**YOUR GOAL:**
Count the lines in the items below that contain the string "trace", treating uppercase and lowercase as different. Reply with the number alone.

**Annotation dataset items:**
----------------------------------------

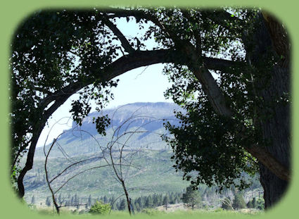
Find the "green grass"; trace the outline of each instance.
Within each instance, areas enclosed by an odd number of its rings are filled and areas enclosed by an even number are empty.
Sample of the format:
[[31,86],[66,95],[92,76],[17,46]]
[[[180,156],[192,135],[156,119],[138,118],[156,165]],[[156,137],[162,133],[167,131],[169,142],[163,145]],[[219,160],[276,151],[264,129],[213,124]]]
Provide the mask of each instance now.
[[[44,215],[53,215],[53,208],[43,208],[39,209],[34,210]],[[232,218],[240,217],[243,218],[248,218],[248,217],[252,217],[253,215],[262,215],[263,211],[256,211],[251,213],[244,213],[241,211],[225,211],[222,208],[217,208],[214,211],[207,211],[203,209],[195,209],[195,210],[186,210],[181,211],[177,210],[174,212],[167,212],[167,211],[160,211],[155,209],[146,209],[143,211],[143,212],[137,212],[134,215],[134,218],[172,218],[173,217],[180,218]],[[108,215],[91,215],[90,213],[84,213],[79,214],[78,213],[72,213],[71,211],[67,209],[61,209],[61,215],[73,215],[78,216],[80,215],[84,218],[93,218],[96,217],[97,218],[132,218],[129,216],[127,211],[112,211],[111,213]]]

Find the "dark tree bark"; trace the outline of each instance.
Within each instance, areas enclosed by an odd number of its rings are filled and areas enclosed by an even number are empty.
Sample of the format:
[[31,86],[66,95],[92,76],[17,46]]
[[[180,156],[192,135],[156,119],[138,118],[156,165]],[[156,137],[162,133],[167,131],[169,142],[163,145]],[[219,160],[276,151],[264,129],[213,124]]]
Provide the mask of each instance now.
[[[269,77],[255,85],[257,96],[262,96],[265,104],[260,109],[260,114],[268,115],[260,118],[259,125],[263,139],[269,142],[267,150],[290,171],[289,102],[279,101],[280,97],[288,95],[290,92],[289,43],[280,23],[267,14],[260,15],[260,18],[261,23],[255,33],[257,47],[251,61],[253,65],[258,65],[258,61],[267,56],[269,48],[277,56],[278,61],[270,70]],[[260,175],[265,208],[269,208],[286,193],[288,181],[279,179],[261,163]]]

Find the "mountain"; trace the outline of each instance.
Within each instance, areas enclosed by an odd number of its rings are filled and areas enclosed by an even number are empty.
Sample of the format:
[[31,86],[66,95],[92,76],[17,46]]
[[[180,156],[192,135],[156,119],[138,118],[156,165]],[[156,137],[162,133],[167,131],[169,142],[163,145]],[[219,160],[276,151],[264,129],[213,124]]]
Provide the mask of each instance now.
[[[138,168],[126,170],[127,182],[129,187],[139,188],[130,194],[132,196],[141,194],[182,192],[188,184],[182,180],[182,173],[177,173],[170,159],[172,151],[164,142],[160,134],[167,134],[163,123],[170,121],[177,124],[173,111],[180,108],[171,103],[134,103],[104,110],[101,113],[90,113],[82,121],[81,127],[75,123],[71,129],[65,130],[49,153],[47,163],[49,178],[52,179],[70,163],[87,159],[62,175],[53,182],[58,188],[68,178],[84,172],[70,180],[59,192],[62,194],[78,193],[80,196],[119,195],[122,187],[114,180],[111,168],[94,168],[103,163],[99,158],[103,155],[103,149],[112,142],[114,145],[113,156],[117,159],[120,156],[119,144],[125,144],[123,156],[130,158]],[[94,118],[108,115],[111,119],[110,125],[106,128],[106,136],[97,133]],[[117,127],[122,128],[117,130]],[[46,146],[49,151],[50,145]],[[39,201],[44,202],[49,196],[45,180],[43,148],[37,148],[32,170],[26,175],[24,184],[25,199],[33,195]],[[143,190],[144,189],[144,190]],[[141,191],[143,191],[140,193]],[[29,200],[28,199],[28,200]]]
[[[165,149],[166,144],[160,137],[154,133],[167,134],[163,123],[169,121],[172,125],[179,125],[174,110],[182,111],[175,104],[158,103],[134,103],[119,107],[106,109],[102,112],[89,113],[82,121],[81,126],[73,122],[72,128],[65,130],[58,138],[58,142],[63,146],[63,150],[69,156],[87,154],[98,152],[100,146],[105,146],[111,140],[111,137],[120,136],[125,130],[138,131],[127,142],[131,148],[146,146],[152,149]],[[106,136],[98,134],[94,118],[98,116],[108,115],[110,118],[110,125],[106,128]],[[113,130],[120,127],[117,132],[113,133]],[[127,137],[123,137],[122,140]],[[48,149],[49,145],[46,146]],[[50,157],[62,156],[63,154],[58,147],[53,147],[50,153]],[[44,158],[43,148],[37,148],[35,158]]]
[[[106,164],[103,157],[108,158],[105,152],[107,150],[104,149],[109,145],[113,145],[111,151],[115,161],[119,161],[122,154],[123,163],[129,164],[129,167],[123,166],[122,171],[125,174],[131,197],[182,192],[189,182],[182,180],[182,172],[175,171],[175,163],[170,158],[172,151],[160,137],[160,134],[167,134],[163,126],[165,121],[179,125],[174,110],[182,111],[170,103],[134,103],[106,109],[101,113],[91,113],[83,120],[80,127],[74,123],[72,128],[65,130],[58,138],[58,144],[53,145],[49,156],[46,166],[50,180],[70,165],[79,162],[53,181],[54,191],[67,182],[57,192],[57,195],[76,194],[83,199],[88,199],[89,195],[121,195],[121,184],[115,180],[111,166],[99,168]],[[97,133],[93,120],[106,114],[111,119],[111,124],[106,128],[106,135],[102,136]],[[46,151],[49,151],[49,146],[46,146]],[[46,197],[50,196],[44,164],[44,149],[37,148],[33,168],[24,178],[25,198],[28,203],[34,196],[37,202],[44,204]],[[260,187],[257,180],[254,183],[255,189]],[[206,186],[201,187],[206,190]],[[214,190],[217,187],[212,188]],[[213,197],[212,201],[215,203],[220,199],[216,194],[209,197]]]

----------------------------------------

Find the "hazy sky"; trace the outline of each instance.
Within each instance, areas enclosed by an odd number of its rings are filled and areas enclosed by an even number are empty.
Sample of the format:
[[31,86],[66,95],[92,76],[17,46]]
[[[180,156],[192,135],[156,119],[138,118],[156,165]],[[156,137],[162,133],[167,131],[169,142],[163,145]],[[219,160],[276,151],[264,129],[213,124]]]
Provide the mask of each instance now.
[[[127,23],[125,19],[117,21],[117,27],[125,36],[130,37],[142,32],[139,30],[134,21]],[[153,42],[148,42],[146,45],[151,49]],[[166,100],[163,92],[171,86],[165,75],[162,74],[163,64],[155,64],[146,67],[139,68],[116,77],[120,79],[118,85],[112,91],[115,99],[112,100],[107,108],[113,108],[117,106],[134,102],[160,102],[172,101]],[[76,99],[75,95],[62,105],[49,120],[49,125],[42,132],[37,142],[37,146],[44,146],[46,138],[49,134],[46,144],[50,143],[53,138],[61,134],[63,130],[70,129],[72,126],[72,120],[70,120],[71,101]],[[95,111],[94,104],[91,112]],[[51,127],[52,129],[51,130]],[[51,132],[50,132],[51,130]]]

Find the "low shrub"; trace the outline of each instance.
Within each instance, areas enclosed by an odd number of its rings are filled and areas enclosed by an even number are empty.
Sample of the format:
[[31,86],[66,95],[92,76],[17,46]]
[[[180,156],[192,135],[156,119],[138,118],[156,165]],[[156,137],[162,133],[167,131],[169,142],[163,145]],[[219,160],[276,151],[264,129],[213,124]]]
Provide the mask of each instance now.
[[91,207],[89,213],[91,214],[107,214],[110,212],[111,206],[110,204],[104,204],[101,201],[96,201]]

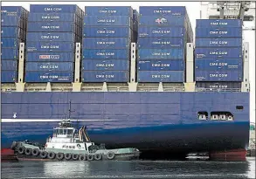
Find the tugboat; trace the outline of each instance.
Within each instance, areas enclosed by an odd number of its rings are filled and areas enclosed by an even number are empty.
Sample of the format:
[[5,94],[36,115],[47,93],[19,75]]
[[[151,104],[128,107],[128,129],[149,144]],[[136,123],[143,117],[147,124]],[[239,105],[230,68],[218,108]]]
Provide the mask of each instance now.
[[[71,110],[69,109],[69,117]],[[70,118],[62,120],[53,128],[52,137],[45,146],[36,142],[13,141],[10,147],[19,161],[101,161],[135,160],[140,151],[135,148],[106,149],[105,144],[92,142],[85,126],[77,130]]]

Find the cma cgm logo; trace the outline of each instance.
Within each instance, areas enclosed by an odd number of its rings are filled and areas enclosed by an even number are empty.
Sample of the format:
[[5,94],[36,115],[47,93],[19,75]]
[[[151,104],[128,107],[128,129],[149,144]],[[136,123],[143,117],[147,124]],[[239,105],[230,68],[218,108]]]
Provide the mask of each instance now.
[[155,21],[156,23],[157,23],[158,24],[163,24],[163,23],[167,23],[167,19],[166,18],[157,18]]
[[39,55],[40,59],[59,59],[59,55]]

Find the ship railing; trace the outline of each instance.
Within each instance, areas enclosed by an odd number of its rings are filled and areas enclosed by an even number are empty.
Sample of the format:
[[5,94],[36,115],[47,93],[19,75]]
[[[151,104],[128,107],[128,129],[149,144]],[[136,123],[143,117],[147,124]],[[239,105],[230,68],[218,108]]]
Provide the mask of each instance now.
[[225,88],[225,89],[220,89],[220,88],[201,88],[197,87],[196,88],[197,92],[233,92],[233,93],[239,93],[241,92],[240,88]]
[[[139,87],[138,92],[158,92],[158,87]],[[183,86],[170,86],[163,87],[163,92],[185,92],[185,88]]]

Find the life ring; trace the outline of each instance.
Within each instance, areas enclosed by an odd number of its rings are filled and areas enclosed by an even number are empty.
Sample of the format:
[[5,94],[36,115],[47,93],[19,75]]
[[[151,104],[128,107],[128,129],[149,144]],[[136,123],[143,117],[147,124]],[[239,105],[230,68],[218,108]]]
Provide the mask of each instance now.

----------------------------------------

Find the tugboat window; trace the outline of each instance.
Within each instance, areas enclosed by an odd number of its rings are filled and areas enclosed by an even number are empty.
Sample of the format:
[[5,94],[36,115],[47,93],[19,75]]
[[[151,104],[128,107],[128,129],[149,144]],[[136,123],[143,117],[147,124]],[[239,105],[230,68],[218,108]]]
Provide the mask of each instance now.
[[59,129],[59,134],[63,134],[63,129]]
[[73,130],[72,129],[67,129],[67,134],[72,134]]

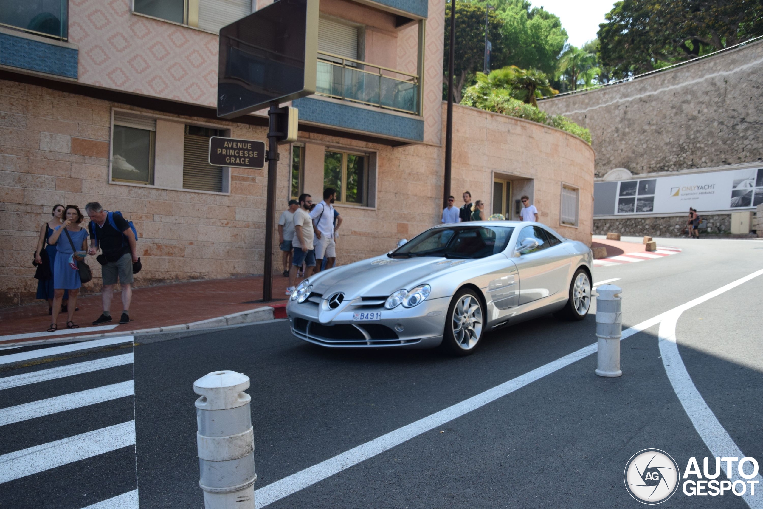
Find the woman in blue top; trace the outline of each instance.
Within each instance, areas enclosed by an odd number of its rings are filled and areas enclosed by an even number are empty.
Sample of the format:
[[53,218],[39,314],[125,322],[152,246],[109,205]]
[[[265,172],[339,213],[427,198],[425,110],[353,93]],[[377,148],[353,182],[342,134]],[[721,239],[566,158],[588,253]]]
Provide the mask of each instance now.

----------------------------------------

**WORKED ANSWER:**
11